▶ [INFORMATION SHOWN]:
- - - - -

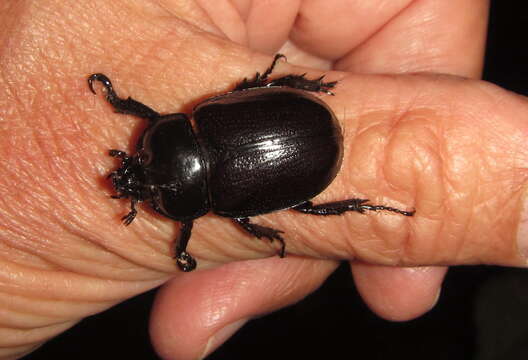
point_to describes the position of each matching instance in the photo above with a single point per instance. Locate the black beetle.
(266, 146)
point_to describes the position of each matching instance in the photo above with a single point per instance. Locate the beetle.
(267, 145)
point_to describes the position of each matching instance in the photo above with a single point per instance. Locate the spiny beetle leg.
(123, 106)
(339, 207)
(262, 231)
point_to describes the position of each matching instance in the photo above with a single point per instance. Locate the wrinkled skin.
(451, 147)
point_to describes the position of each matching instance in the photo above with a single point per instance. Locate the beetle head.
(128, 180)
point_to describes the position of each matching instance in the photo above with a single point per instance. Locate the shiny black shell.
(267, 149)
(250, 152)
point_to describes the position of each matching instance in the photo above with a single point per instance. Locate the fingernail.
(221, 336)
(522, 231)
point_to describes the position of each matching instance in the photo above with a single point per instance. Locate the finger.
(470, 185)
(398, 293)
(427, 36)
(445, 30)
(209, 306)
(395, 36)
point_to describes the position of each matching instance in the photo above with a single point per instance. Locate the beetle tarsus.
(262, 231)
(259, 80)
(300, 82)
(184, 260)
(128, 218)
(294, 81)
(124, 106)
(118, 154)
(339, 207)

- - - - -

▶ [TASK DESCRIPTION]:
Although the records contain pictures, only the text should be copied, exactly as it stands.

▶ [SOLUTION TO THIS PROBLEM]:
point_to describes the position of each matching instance in the photo above with a single point per instance. Locate the black beetle.
(266, 146)
point_to describes the position of each matching instance in the photo above with a single point per instance. Locate the beetle.
(267, 145)
point_to describes the position of each matching instance in the photo above with a single point per instance. Locate the spiny beetle leg.
(123, 106)
(339, 207)
(262, 231)
point_to describes the position of each matching instance in the photo above with a single point per instance. Locate the wrinkled skin.
(451, 147)
point_to describes the position of each matching instance in the photo above with a single point per instance. Locate the beetle head.
(128, 180)
point_to describes the position of each matching instance in the photo above with a single point per instance. Locate the shiny black shell.
(267, 149)
(250, 152)
point_to describes the position of each matching instance in the photo above with a single point per instance. Locate the fingernail.
(221, 336)
(522, 231)
point_to describes the position of each matching instance in the photo above with a single point per instance. Locate the finger.
(470, 185)
(398, 293)
(427, 36)
(445, 30)
(209, 306)
(395, 36)
point_to describes the position of each matching instance in the photo above with a single point per instance. Locate the beetle tarsus.
(262, 231)
(259, 80)
(300, 82)
(184, 260)
(128, 218)
(294, 81)
(124, 106)
(118, 154)
(339, 207)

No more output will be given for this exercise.